§ **Listed entries**:
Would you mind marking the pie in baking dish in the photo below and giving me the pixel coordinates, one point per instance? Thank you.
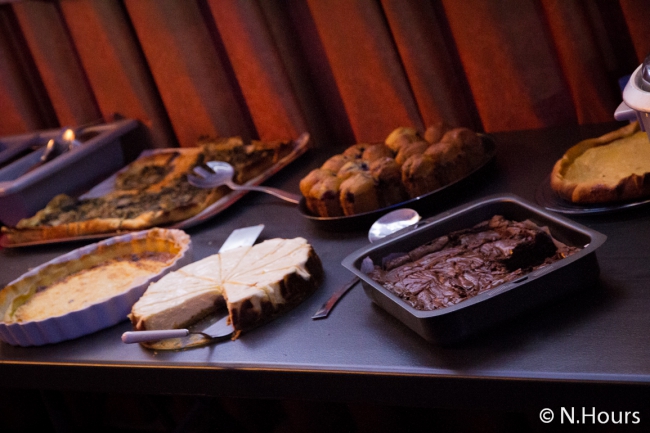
(151, 191)
(613, 167)
(255, 283)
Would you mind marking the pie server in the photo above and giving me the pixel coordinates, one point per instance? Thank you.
(221, 329)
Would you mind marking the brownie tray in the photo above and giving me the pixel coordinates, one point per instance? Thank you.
(455, 323)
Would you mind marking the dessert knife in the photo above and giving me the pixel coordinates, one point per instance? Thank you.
(218, 331)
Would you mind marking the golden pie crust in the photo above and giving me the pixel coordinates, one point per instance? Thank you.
(611, 168)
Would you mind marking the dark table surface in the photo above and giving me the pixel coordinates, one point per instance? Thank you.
(590, 349)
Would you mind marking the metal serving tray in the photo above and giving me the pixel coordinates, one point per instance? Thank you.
(455, 323)
(26, 186)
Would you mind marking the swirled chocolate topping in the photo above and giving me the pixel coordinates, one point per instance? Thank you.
(467, 262)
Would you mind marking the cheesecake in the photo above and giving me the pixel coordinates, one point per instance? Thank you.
(255, 283)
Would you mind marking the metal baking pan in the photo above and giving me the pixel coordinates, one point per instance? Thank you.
(423, 204)
(26, 185)
(455, 323)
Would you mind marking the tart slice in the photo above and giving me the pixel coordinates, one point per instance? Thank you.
(610, 168)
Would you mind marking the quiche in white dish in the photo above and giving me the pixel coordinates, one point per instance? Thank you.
(88, 289)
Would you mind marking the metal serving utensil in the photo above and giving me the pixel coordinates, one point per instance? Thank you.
(222, 174)
(384, 226)
(219, 331)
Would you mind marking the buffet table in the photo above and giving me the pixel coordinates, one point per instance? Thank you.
(588, 350)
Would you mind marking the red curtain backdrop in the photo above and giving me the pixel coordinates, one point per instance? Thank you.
(346, 71)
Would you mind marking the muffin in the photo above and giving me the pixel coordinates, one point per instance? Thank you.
(400, 137)
(410, 149)
(314, 176)
(358, 194)
(419, 175)
(387, 175)
(351, 168)
(323, 197)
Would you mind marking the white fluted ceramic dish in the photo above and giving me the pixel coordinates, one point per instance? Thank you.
(99, 315)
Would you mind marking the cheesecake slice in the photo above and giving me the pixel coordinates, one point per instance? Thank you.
(255, 283)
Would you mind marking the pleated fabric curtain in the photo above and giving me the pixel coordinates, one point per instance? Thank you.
(345, 71)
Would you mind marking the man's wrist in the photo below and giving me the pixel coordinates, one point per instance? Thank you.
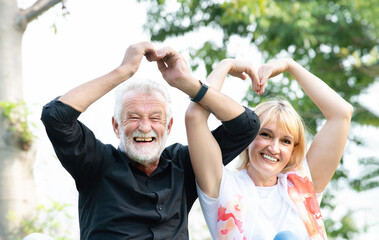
(201, 93)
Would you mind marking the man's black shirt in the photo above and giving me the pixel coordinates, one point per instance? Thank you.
(116, 199)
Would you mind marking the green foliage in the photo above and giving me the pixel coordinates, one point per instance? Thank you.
(370, 178)
(337, 40)
(47, 221)
(17, 114)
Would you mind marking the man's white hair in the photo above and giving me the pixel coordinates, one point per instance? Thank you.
(144, 86)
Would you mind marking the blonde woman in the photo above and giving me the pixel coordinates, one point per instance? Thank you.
(273, 193)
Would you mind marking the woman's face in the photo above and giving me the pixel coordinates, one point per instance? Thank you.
(269, 153)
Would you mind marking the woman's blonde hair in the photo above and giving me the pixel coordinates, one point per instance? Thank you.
(288, 120)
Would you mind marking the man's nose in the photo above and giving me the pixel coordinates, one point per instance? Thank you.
(144, 125)
(274, 146)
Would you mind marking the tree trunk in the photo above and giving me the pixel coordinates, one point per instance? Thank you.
(17, 192)
(10, 52)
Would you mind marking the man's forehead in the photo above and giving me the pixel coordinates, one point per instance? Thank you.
(138, 95)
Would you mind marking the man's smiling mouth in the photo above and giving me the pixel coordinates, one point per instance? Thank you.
(141, 139)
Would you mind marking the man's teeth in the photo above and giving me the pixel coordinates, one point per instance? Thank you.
(139, 139)
(270, 158)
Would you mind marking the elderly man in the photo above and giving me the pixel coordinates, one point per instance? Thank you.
(141, 190)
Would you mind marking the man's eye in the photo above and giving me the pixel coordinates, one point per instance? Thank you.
(265, 135)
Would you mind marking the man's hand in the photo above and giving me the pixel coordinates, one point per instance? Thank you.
(133, 57)
(240, 68)
(174, 69)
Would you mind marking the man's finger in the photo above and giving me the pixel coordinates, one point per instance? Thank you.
(161, 65)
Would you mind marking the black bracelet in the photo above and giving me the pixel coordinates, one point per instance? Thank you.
(201, 93)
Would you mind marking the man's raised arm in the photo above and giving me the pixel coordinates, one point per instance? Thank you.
(81, 97)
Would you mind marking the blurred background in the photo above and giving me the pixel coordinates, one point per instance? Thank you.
(51, 46)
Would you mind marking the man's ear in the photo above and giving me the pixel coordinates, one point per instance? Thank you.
(170, 126)
(115, 127)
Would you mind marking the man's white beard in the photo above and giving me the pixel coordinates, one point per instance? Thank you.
(142, 155)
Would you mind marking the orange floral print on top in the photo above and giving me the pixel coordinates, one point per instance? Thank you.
(302, 194)
(229, 224)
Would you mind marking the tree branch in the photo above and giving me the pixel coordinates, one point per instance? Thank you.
(25, 16)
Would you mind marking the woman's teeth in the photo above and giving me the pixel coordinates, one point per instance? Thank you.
(270, 158)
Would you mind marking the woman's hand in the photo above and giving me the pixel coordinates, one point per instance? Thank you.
(272, 69)
(243, 69)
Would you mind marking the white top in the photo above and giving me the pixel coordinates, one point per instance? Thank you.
(245, 211)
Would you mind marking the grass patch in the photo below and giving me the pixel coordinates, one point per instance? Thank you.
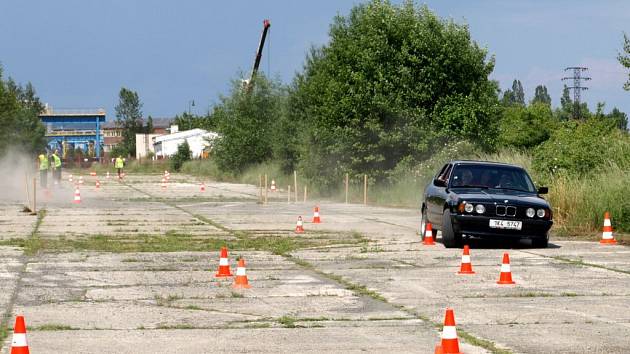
(166, 301)
(177, 326)
(287, 321)
(53, 327)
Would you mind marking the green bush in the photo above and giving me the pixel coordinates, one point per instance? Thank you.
(526, 127)
(182, 155)
(583, 148)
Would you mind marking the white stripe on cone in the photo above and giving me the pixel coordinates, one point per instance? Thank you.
(19, 340)
(449, 332)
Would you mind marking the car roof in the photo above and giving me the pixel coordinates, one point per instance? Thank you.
(487, 163)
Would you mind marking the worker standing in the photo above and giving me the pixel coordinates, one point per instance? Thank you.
(119, 166)
(43, 169)
(56, 167)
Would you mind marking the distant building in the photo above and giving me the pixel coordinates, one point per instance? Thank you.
(113, 134)
(199, 140)
(72, 129)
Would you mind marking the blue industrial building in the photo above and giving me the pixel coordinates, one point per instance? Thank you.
(72, 129)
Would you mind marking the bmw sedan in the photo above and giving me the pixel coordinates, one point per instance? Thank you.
(478, 199)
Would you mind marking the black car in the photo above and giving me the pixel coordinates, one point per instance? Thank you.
(485, 200)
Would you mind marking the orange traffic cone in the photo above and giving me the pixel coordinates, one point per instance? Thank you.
(428, 235)
(607, 236)
(77, 195)
(450, 343)
(241, 277)
(506, 273)
(466, 267)
(316, 219)
(299, 228)
(18, 342)
(224, 265)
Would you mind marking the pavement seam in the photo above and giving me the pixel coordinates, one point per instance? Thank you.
(358, 289)
(363, 291)
(579, 262)
(24, 259)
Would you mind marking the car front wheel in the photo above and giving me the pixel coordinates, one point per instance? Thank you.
(449, 238)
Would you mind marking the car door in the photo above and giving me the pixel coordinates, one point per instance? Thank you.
(436, 196)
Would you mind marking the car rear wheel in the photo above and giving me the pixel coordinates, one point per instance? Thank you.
(541, 242)
(423, 225)
(449, 238)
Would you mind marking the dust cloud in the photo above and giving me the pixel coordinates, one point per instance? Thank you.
(17, 170)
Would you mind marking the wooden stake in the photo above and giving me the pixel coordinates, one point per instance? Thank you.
(365, 189)
(260, 188)
(295, 184)
(346, 188)
(265, 188)
(34, 195)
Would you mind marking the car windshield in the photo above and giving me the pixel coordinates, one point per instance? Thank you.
(491, 176)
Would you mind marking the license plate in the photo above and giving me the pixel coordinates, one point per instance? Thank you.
(506, 224)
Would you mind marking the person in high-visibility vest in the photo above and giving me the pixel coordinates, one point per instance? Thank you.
(119, 166)
(56, 167)
(43, 170)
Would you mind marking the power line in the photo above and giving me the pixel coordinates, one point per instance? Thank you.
(577, 87)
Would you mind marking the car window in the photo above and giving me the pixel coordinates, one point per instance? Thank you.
(445, 173)
(491, 176)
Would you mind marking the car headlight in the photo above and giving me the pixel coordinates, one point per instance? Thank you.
(530, 212)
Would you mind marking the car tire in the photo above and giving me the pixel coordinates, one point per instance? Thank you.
(449, 238)
(423, 222)
(541, 242)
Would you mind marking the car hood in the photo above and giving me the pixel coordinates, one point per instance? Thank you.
(500, 196)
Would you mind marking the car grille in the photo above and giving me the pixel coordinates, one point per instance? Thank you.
(503, 210)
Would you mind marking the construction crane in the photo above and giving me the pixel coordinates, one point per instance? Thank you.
(248, 84)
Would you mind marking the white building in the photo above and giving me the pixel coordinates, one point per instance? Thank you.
(144, 145)
(198, 140)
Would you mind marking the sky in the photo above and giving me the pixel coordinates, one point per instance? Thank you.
(79, 53)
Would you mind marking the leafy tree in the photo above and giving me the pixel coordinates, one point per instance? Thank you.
(381, 90)
(182, 155)
(247, 123)
(526, 127)
(624, 58)
(20, 125)
(129, 118)
(515, 96)
(618, 118)
(541, 95)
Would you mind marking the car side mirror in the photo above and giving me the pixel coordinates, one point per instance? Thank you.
(439, 182)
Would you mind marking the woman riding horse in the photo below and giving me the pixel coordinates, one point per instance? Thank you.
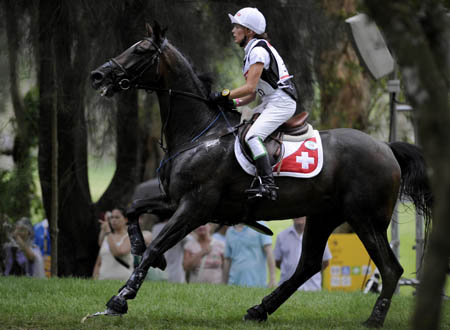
(359, 183)
(265, 73)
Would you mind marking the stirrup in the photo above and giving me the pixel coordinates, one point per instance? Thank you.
(263, 190)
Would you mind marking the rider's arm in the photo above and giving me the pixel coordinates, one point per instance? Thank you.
(121, 249)
(246, 99)
(270, 264)
(249, 88)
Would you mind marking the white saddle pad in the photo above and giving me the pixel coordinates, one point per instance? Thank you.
(302, 159)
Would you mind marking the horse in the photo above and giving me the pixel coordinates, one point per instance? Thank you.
(360, 182)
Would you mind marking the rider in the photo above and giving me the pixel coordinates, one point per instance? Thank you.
(266, 74)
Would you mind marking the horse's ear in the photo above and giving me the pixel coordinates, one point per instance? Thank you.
(159, 33)
(149, 29)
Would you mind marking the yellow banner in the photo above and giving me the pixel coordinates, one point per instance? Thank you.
(350, 267)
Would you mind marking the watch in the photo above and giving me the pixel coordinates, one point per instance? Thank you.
(226, 92)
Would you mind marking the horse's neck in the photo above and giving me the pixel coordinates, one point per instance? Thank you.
(184, 117)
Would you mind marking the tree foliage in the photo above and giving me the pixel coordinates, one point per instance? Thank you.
(70, 38)
(422, 28)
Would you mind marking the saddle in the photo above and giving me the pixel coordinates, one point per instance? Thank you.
(294, 127)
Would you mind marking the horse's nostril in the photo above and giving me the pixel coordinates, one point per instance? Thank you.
(97, 76)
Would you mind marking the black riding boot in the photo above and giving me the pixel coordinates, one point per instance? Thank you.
(267, 187)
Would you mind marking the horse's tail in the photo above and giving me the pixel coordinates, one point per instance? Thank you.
(414, 183)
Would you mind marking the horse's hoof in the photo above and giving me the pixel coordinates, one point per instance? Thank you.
(371, 323)
(117, 305)
(256, 313)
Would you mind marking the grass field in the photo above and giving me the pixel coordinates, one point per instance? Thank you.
(101, 172)
(61, 304)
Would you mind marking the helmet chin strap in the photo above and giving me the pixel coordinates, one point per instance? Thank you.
(243, 41)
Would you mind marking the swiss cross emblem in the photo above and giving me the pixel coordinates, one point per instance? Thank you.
(303, 160)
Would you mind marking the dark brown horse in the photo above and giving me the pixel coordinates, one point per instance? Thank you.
(359, 183)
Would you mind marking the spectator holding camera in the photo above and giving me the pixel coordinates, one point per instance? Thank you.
(114, 260)
(22, 257)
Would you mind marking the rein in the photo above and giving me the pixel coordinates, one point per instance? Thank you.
(127, 81)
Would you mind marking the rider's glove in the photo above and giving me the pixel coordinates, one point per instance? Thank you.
(222, 99)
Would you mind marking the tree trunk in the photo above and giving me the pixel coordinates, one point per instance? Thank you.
(421, 28)
(344, 89)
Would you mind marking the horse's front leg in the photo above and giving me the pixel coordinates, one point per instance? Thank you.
(314, 242)
(187, 217)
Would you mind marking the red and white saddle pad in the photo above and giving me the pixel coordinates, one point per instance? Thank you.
(302, 159)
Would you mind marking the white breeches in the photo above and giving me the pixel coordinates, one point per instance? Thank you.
(275, 110)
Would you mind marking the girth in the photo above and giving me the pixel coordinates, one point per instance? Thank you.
(295, 126)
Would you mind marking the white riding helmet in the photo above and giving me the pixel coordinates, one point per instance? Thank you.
(250, 18)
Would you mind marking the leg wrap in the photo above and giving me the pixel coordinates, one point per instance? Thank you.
(379, 313)
(136, 239)
(256, 313)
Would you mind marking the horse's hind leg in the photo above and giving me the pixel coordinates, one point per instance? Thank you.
(374, 237)
(315, 238)
(187, 217)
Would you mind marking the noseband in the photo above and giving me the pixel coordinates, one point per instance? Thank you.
(126, 76)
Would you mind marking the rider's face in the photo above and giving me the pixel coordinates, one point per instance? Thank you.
(238, 33)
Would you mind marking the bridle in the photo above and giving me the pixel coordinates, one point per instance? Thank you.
(128, 77)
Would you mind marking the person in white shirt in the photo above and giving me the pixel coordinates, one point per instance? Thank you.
(266, 74)
(288, 249)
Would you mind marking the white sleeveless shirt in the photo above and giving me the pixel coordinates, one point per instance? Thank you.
(260, 55)
(110, 268)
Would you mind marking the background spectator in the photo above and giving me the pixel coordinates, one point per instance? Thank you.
(174, 256)
(246, 254)
(22, 256)
(42, 240)
(203, 257)
(288, 249)
(114, 260)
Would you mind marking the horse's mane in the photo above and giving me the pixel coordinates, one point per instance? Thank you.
(205, 79)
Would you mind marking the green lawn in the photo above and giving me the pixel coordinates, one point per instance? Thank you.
(101, 172)
(61, 304)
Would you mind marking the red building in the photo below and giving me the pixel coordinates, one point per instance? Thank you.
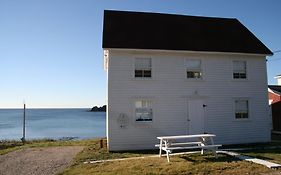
(274, 97)
(274, 93)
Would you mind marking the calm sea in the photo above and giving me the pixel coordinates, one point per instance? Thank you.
(52, 123)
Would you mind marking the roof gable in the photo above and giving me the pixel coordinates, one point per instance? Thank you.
(275, 88)
(139, 30)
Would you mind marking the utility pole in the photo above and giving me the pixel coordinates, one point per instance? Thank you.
(23, 124)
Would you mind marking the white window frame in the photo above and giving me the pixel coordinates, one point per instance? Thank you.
(194, 70)
(148, 107)
(240, 72)
(144, 69)
(248, 109)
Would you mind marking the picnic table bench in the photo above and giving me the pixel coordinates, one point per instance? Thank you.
(184, 142)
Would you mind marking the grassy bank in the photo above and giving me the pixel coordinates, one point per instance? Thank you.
(184, 164)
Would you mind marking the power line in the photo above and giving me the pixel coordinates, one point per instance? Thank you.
(275, 59)
(276, 51)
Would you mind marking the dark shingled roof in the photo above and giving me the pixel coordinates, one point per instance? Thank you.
(139, 30)
(275, 88)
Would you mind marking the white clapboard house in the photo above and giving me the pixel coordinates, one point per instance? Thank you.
(175, 74)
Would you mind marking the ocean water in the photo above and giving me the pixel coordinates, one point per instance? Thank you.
(52, 123)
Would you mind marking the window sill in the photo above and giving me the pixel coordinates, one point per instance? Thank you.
(242, 120)
(144, 121)
(194, 80)
(240, 80)
(142, 79)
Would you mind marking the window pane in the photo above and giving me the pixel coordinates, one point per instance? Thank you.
(239, 66)
(241, 109)
(193, 74)
(143, 110)
(241, 105)
(193, 64)
(143, 63)
(138, 104)
(147, 73)
(138, 73)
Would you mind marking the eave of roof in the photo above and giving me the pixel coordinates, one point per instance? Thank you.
(139, 30)
(276, 89)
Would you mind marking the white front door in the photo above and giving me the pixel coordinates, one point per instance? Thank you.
(195, 116)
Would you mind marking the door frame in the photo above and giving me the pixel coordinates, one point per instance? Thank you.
(204, 101)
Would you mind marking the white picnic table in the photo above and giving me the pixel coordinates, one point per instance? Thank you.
(184, 142)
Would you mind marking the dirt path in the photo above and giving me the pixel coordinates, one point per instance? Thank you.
(41, 161)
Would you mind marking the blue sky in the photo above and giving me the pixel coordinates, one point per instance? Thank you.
(51, 55)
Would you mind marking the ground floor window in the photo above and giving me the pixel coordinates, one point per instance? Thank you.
(143, 110)
(241, 109)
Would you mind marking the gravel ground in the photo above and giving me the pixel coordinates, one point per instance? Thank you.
(41, 161)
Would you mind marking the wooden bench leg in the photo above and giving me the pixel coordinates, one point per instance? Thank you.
(214, 150)
(160, 147)
(168, 158)
(167, 151)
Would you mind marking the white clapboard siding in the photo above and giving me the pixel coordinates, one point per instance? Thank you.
(169, 91)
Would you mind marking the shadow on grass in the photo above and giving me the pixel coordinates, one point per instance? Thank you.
(261, 153)
(144, 152)
(197, 158)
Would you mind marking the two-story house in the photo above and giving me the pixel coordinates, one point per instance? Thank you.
(176, 74)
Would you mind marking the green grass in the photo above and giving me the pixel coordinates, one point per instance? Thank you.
(185, 164)
(272, 155)
(8, 146)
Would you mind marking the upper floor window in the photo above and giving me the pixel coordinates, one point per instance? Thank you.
(241, 109)
(143, 67)
(143, 110)
(239, 69)
(193, 68)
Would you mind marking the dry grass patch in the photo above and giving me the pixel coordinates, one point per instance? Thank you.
(185, 164)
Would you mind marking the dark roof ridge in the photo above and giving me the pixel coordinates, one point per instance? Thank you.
(173, 14)
(162, 31)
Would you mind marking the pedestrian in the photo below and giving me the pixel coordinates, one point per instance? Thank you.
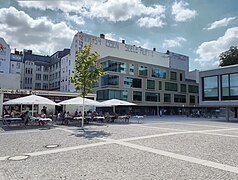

§ **Required task**: Starting at the line that contains "Would you mind marking the dark roof" and running through the end of the listing, replace "pedestrian" with "cyclist" and write those lines out again with nothing else changed. Leave the pictures out.

§ **Written response**:
Would you mind marking the dark roof ridge in the photo above and giving me the pixel coordinates, one point per instance? Thank you.
(173, 14)
(162, 31)
Would you mind marking the cyclist in the photo below and giving me the pixel coordinates, one point per instance? Thank you.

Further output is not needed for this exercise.